▸ **Task goal**
Produce a verbatim copy of the entries listed below.

════

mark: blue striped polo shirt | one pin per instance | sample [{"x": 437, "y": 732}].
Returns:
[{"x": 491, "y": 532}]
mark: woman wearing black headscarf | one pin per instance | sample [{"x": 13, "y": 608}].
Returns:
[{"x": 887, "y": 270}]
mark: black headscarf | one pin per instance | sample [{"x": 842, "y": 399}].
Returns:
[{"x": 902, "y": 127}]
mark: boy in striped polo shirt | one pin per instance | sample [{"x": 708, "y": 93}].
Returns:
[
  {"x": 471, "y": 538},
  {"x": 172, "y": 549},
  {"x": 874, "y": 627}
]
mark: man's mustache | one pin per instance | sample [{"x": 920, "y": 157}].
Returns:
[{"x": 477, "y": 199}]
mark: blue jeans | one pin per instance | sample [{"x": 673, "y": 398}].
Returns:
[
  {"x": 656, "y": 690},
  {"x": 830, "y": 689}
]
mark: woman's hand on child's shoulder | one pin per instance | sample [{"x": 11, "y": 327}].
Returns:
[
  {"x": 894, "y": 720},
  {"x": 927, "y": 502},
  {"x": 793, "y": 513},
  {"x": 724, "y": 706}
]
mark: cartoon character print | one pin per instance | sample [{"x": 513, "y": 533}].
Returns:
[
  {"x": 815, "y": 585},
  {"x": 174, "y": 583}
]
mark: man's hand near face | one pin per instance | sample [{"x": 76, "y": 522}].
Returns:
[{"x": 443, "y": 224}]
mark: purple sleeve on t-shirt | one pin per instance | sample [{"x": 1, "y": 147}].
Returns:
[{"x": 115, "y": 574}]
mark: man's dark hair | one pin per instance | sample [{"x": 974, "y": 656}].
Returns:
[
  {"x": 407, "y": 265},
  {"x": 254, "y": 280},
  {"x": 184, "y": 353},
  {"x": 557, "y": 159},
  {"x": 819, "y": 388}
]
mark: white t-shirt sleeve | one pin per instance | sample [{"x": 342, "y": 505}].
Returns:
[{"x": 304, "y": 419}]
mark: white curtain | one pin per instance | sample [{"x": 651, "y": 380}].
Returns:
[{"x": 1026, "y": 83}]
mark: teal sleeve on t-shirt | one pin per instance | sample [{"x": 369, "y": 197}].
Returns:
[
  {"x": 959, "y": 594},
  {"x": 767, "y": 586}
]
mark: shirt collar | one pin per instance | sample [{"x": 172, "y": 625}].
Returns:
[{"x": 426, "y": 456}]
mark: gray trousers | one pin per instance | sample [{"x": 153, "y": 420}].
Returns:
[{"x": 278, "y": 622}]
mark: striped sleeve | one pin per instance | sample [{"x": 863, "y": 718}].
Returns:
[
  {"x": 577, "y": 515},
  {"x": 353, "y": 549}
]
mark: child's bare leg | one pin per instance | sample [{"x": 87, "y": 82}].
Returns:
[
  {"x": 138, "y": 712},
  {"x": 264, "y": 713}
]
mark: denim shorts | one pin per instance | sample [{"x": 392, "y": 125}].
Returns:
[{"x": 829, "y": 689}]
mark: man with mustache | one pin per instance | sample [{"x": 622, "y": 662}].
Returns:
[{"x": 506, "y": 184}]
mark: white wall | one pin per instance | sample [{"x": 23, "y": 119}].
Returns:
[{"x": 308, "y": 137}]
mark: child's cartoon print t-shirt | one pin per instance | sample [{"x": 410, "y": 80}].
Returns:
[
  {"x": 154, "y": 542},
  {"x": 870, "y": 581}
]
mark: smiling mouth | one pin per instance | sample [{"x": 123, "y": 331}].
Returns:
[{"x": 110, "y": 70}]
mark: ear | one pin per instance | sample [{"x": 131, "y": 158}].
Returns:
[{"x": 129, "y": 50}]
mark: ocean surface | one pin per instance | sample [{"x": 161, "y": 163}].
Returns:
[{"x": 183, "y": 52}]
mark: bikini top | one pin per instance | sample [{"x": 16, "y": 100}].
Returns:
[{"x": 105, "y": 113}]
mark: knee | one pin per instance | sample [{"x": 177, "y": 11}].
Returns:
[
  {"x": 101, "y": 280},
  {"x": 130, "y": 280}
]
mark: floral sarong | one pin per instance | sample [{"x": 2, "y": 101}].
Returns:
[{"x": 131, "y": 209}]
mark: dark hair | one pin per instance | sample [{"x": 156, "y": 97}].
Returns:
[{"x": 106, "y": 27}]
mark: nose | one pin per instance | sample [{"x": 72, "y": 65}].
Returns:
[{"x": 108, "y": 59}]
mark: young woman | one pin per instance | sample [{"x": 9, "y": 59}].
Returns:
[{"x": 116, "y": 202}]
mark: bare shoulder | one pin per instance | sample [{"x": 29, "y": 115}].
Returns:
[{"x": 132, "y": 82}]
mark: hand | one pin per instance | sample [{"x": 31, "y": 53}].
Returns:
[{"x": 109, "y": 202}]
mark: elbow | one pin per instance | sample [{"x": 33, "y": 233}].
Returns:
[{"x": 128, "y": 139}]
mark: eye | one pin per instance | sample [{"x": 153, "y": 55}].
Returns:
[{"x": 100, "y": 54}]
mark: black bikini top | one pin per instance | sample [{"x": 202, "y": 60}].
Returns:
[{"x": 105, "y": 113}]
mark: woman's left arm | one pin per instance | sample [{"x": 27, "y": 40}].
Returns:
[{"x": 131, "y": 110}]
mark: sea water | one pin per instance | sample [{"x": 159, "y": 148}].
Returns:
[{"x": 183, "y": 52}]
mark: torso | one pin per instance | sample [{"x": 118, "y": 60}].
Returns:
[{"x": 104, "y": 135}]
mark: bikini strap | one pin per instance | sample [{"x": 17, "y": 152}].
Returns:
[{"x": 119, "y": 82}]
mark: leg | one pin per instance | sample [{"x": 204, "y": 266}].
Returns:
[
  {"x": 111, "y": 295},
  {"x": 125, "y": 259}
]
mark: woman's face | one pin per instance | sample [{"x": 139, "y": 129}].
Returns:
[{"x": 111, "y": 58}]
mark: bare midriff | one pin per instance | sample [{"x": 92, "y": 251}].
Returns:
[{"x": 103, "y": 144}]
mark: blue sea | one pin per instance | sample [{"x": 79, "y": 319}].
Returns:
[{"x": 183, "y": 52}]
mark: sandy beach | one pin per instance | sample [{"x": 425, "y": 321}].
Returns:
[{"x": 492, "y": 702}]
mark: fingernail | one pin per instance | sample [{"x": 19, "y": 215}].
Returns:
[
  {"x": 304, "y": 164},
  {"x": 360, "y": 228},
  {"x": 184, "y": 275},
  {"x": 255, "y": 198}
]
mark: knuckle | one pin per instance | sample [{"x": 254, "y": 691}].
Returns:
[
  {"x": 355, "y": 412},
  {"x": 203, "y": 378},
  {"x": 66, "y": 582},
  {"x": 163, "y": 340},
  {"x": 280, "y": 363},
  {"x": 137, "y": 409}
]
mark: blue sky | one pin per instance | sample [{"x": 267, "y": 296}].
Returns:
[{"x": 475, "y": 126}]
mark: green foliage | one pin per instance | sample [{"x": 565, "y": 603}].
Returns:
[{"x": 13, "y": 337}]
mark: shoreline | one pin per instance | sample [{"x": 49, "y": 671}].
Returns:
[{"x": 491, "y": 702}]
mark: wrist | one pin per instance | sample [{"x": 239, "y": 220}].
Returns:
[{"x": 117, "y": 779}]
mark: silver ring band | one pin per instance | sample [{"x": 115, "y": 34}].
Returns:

════

▸ **Solution to the exercise**
mark: blue striped polo shirt | one pin per instance | sample [{"x": 437, "y": 732}].
Returns:
[{"x": 491, "y": 532}]
mark: woman wearing black headscarf | one pin per instance | sample [{"x": 13, "y": 608}].
Returns:
[{"x": 887, "y": 270}]
mark: black headscarf | one pin per instance | sample [{"x": 842, "y": 399}].
Returns:
[{"x": 902, "y": 127}]
mark: boy in striped polo shirt | one pin per instance | sample [{"x": 708, "y": 93}].
Returns:
[
  {"x": 471, "y": 538},
  {"x": 172, "y": 549},
  {"x": 874, "y": 627}
]
mark: man's mustache | one pin per instance | sample [{"x": 920, "y": 157}].
Returns:
[{"x": 477, "y": 199}]
mark: blue jeans | one pin per instance | sample [{"x": 673, "y": 398}].
Returns:
[
  {"x": 656, "y": 690},
  {"x": 830, "y": 689}
]
mark: woman's hand on child's shoulder | one pin per instance | sample [{"x": 11, "y": 327}].
Returns:
[
  {"x": 894, "y": 720},
  {"x": 927, "y": 502},
  {"x": 793, "y": 513},
  {"x": 724, "y": 706}
]
mark: cartoon character print | one pin per instance | sample [{"x": 513, "y": 533}].
Returns:
[
  {"x": 815, "y": 585},
  {"x": 174, "y": 583}
]
mark: man's hand near face | one pin per instance | sample [{"x": 76, "y": 522}].
Returns:
[{"x": 443, "y": 224}]
mark: purple sleeve on t-shirt | one pin per instance | sample [{"x": 1, "y": 147}].
Returns:
[{"x": 115, "y": 574}]
mark: man's dark hair | one pin per instance | sample [{"x": 974, "y": 656}].
Returns:
[
  {"x": 407, "y": 265},
  {"x": 254, "y": 280},
  {"x": 184, "y": 353},
  {"x": 557, "y": 159},
  {"x": 819, "y": 388}
]
mark: white t-shirt sleeve | one pin per instance | sample [{"x": 342, "y": 505}].
Returns:
[{"x": 304, "y": 419}]
mark: white curtain | one pin per instance | sample [{"x": 651, "y": 380}].
Returns:
[{"x": 1026, "y": 83}]
mark: teal sleeve on t-shirt | one pin per instance | sample [{"x": 369, "y": 197}].
Returns:
[
  {"x": 959, "y": 594},
  {"x": 767, "y": 586}
]
mark: shirt collar | one pin per instance | sample [{"x": 172, "y": 625}].
Returns:
[{"x": 426, "y": 456}]
mark: gray trousers | one pin per instance | sample [{"x": 153, "y": 420}].
Returns:
[{"x": 278, "y": 622}]
mark: striped sleeve | one pin per instance | sample [{"x": 863, "y": 718}].
Returns:
[
  {"x": 577, "y": 515},
  {"x": 353, "y": 549}
]
mark: child's bare leg | one pin per instance | sample [{"x": 87, "y": 82}].
Returns:
[
  {"x": 138, "y": 712},
  {"x": 264, "y": 713}
]
mark: denim shorts | one pin per instance | sample [{"x": 392, "y": 125}].
Returns:
[{"x": 829, "y": 689}]
mark: man with mustache | one pin per instance | sample [{"x": 622, "y": 662}].
Returns:
[{"x": 506, "y": 184}]
mark: white wall | one pin per instance | sample [{"x": 23, "y": 119}].
Returns:
[{"x": 308, "y": 137}]
mark: child's cartoon print t-shirt | one pin per instance | sample [{"x": 410, "y": 80}].
Returns:
[
  {"x": 154, "y": 542},
  {"x": 870, "y": 581}
]
mark: smiling mouth | one pin per instance | sample [{"x": 123, "y": 331}].
Returns:
[{"x": 110, "y": 70}]
mark: ear | one pin per instance | sample [{"x": 131, "y": 158}].
Returns:
[{"x": 129, "y": 50}]
mark: ocean surface | one pin per instance | sample [{"x": 161, "y": 163}].
Returns:
[{"x": 183, "y": 52}]
mark: bikini top | one pin per instance | sample [{"x": 16, "y": 100}].
Returns:
[{"x": 105, "y": 113}]
mark: knee | one pin per instance | sample [{"x": 177, "y": 11}].
Returns:
[
  {"x": 101, "y": 280},
  {"x": 130, "y": 280}
]
mark: floral sarong | one pin per instance | sample [{"x": 2, "y": 101}].
Returns:
[{"x": 131, "y": 209}]
mark: dark hair | one pin per instance | sample [{"x": 156, "y": 97}].
Returns:
[{"x": 106, "y": 27}]
mark: nose | one pin per instance | sample [{"x": 72, "y": 65}].
Returns:
[{"x": 108, "y": 59}]
mark: young woman | one pin per instance | sample [{"x": 9, "y": 59}].
Returns:
[{"x": 116, "y": 202}]
mark: bare shoulder | one pin per instance | sample [{"x": 29, "y": 115}].
Returns:
[{"x": 132, "y": 82}]
mark: hand | one pin per instance | sample [{"x": 31, "y": 53}].
Returns:
[{"x": 109, "y": 202}]
mark: elbow | one pin per instance | sample [{"x": 33, "y": 233}].
Returns:
[{"x": 128, "y": 139}]
mark: eye | one pin per instance | sample [{"x": 153, "y": 55}].
Returns:
[{"x": 100, "y": 54}]
mark: black bikini top | one pin per instance | sample [{"x": 202, "y": 60}].
Returns:
[{"x": 105, "y": 113}]
mark: woman's left arm | one pin per instance | sample [{"x": 27, "y": 40}].
Returns:
[{"x": 131, "y": 110}]
mark: sea water | one pin per instance | sample [{"x": 159, "y": 148}].
Returns:
[{"x": 183, "y": 52}]
mark: torso | one pin per instance | sample [{"x": 118, "y": 60}].
Returns:
[{"x": 104, "y": 135}]
mark: bikini strap | one pin per instance | sample [{"x": 17, "y": 152}].
Returns:
[{"x": 119, "y": 82}]
mark: leg | one pin per instance | sample [{"x": 204, "y": 266}].
Returns:
[
  {"x": 111, "y": 295},
  {"x": 125, "y": 259}
]
mark: woman's face | one pin per instance | sample [{"x": 139, "y": 129}].
Returns:
[{"x": 111, "y": 58}]
mark: bare midriff | one pin per instance | sample [{"x": 92, "y": 251}].
Returns:
[{"x": 103, "y": 144}]
mark: blue sea | one pin per instance | sample [{"x": 79, "y": 319}].
Returns:
[{"x": 183, "y": 52}]
mark: sandy beach | one pin per instance | sample [{"x": 425, "y": 321}].
Returns:
[{"x": 492, "y": 702}]
mark: fingernail | one pin per instance | sample [{"x": 19, "y": 215}].
Returns:
[
  {"x": 304, "y": 164},
  {"x": 360, "y": 228},
  {"x": 184, "y": 275},
  {"x": 255, "y": 198}
]
mark: knuckle | one pin per instance | sample [{"x": 254, "y": 691}].
Returns:
[
  {"x": 355, "y": 412},
  {"x": 203, "y": 378},
  {"x": 66, "y": 582},
  {"x": 163, "y": 340},
  {"x": 280, "y": 363},
  {"x": 137, "y": 409}
]
mark: blue sky | one pin per instance | sample [{"x": 267, "y": 296}].
Returns:
[{"x": 475, "y": 126}]
mark: green foliage | one pin per instance | sample [{"x": 565, "y": 603}].
Returns:
[{"x": 13, "y": 337}]
mark: shoreline | one pin per instance | sample [{"x": 49, "y": 671}].
Returns:
[{"x": 491, "y": 702}]
mark: wrist | one pin per instance | sample [{"x": 239, "y": 220}].
Returns:
[{"x": 117, "y": 779}]
mark: silver ring band | one pin per instance | sample [{"x": 115, "y": 34}].
Returns:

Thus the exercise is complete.